------ SOURCE DOCUMENT ------

Each of these passed unit tests in isolation. Only the end-to-end ranking comparison revealed the compounding effect.
There was a silver lining. During this debugging, Claude noticed that the codebase was using L2 (Euclidean) distance rather than cosine distance for vector similarity. This was likely degrading results in the Python version too. A genuine improvement discovered by accident.
Migration Test
Testing with real data migrated from the old Python database to the new Go schema. This is what caught the snippets table regression described above. If you are rewriting a system that has existing production data, migration tests are non-negotiable. They test the one thing smoke tests cannot: whether the new system correctly handles legacy data.
What the AI Got Wrong
To be specific about where the AI failed on this project:
Resurrecting deprecated features. The snippets table rebuild was the most expensive failure. The AI saw domain references, inferred importance, and recreated dead functionality. The fix touched dozens of files.

------

Tell whether each statement agrees with the excerpt on the rewrite above, giving yes or no and quoting the words that settle it. 1. The snippets table rebuild was the costliest failure. 2. Unit tests exposed the compounding effect. 3. The codebase measured vector similarity with cosine distance.

------ INFORMATION PROVIDED ------

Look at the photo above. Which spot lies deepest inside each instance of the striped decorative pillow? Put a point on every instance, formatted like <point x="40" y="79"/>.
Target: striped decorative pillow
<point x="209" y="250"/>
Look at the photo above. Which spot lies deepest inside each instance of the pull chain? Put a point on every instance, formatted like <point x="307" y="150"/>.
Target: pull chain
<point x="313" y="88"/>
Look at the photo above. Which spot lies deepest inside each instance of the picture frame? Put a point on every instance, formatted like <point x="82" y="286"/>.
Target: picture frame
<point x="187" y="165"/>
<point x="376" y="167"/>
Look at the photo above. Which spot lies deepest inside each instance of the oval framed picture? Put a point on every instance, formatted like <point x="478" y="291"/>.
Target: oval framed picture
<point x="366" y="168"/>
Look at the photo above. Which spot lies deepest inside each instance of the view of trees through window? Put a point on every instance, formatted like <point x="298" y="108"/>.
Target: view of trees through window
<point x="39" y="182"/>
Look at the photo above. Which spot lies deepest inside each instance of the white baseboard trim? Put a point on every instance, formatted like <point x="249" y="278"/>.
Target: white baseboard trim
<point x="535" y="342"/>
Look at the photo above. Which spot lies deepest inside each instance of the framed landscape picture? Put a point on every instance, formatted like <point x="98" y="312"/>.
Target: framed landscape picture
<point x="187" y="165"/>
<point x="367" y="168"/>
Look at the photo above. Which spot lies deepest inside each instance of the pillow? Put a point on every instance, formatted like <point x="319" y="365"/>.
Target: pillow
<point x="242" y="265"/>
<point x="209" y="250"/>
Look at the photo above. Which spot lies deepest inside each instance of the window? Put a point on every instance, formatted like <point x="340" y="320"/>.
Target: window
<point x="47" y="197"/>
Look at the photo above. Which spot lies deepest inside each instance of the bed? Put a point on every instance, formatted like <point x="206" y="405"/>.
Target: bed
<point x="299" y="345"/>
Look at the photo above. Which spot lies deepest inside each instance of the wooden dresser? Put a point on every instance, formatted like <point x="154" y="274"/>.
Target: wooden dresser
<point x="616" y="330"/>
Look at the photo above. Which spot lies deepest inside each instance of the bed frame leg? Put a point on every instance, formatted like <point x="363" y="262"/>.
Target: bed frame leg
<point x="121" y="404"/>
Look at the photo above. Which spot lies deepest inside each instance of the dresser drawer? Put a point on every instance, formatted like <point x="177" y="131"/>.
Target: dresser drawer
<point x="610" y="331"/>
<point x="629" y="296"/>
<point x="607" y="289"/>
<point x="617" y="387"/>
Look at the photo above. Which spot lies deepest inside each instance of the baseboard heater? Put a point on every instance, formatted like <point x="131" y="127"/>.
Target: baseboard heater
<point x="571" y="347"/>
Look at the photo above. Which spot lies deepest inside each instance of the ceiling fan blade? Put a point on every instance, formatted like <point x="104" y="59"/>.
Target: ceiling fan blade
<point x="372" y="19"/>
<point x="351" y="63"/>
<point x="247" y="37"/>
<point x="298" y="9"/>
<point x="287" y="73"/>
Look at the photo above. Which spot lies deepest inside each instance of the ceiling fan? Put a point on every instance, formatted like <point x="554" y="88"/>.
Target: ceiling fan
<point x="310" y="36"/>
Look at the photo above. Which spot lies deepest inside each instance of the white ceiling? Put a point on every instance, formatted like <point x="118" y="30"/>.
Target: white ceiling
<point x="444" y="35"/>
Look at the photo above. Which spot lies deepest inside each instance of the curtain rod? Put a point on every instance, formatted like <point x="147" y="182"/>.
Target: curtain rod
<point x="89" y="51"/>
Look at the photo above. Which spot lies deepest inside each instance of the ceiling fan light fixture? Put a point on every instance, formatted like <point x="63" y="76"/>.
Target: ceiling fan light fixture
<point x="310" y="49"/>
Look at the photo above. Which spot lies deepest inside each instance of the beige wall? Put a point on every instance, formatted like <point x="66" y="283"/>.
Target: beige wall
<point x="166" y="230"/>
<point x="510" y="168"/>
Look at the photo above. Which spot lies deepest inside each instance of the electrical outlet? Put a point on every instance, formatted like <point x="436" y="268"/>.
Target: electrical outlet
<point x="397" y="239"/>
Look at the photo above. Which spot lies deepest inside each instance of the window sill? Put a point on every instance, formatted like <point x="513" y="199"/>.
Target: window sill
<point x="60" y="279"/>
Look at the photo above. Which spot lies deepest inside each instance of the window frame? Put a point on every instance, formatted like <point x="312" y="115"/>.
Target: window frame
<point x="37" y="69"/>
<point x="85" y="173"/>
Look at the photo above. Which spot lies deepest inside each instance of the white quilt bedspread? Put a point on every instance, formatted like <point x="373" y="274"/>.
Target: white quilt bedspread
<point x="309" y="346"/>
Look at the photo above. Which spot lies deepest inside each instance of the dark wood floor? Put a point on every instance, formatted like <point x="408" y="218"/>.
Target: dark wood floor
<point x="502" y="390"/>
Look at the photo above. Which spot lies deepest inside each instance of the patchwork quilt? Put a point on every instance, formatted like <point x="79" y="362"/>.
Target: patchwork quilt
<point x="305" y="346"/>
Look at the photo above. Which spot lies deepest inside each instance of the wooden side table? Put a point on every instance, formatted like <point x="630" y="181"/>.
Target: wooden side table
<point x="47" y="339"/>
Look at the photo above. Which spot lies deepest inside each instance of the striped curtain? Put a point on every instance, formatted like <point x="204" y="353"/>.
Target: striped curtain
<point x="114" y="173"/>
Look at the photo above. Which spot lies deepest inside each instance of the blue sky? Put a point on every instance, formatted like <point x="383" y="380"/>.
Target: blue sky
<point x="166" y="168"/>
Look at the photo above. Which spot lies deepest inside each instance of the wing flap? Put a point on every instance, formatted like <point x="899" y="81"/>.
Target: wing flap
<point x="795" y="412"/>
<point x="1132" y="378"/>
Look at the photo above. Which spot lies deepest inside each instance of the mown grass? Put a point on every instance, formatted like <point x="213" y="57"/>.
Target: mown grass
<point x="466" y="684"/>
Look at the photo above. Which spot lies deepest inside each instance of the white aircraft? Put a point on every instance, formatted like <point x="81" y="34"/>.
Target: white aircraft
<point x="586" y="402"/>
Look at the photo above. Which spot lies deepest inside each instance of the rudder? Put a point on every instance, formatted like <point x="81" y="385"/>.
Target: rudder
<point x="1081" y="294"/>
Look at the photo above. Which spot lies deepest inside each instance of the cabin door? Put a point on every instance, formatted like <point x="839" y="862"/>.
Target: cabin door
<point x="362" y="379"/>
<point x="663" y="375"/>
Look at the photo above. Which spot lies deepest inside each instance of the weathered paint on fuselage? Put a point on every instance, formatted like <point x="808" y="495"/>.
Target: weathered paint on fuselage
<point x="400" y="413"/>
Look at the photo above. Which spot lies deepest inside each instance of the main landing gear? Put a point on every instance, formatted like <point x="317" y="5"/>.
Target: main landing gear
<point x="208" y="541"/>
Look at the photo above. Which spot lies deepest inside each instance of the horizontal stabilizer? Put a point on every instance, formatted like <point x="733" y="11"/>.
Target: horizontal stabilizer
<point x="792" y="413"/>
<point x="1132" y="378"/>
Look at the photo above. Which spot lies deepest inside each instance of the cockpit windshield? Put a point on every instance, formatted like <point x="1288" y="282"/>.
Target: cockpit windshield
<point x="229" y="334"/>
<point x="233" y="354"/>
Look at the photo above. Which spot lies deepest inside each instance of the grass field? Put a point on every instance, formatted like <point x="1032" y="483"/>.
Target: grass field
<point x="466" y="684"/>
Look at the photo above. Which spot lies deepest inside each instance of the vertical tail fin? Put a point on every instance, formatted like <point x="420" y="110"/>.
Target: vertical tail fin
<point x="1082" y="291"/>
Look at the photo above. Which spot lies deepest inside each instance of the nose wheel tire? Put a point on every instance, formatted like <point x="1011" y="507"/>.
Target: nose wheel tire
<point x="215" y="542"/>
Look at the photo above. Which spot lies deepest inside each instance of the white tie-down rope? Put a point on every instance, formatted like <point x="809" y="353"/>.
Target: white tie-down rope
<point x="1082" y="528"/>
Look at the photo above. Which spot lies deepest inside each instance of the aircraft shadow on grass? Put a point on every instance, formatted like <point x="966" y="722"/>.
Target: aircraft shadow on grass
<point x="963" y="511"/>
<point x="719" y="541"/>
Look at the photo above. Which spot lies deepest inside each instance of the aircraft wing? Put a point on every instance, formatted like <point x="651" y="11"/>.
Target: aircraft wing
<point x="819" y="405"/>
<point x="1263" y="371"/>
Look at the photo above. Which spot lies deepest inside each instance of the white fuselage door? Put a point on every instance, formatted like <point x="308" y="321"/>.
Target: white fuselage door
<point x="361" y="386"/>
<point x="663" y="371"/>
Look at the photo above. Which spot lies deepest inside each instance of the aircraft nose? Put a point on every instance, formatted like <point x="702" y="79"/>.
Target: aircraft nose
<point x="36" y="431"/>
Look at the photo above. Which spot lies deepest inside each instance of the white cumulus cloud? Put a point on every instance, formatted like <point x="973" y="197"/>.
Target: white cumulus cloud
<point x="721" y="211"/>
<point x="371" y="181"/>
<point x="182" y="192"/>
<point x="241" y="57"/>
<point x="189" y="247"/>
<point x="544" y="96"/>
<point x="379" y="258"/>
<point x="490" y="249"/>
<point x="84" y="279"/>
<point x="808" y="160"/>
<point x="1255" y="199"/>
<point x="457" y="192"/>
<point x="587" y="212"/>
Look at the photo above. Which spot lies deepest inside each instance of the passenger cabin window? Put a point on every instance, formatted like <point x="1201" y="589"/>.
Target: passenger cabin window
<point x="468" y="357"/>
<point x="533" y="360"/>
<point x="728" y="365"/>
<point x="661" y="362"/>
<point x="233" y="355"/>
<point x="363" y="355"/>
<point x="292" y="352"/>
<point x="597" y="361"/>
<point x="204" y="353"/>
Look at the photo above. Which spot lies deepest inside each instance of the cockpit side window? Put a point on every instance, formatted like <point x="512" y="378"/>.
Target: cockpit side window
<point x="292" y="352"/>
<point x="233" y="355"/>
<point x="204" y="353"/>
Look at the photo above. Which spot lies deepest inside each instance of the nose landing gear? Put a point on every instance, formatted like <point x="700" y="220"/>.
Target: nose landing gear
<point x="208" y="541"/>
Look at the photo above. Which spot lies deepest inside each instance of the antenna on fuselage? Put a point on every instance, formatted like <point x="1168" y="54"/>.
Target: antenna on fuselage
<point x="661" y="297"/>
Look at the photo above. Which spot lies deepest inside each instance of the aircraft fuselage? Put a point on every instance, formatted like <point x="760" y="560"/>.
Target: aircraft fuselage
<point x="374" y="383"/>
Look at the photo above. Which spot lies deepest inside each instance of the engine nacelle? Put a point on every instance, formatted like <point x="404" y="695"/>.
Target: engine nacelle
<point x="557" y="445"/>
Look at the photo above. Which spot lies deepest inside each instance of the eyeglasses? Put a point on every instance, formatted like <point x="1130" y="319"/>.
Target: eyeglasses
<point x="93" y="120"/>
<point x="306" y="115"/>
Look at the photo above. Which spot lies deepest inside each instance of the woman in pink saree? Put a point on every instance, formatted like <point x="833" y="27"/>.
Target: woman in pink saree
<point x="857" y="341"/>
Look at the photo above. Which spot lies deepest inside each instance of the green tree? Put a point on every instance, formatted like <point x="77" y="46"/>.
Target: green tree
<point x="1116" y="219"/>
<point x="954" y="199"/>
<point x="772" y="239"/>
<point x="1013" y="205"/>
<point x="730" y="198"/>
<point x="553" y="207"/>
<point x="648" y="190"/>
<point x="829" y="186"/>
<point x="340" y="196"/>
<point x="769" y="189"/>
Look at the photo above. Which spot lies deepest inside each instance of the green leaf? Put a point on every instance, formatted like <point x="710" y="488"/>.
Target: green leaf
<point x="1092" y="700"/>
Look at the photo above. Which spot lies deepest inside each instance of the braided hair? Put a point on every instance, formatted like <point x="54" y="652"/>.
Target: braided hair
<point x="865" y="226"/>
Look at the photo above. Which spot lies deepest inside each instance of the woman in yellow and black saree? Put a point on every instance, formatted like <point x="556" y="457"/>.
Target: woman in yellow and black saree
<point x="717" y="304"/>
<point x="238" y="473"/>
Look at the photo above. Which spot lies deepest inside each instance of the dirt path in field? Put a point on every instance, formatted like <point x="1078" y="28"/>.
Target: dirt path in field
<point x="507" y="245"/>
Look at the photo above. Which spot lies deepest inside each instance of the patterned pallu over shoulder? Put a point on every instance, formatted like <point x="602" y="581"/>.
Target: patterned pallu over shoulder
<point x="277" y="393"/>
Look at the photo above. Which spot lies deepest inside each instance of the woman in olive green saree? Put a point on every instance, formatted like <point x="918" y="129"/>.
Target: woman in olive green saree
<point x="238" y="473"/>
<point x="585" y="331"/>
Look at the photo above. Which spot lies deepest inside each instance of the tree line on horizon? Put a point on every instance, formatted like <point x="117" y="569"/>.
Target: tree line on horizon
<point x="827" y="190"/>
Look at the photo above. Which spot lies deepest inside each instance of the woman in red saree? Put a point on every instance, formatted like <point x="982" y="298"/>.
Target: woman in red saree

------

| RESPONSE AREA |
1. Yes: "The snippets table rebuild was the most expensive failure."
2. No: "Each of these passed unit tests in isolation. Only the end-to-end ranking comparison revealed the compounding effect."
3. No: "the codebase was using L2 (Euclidean) distance rather than cosine distance for vector similarity."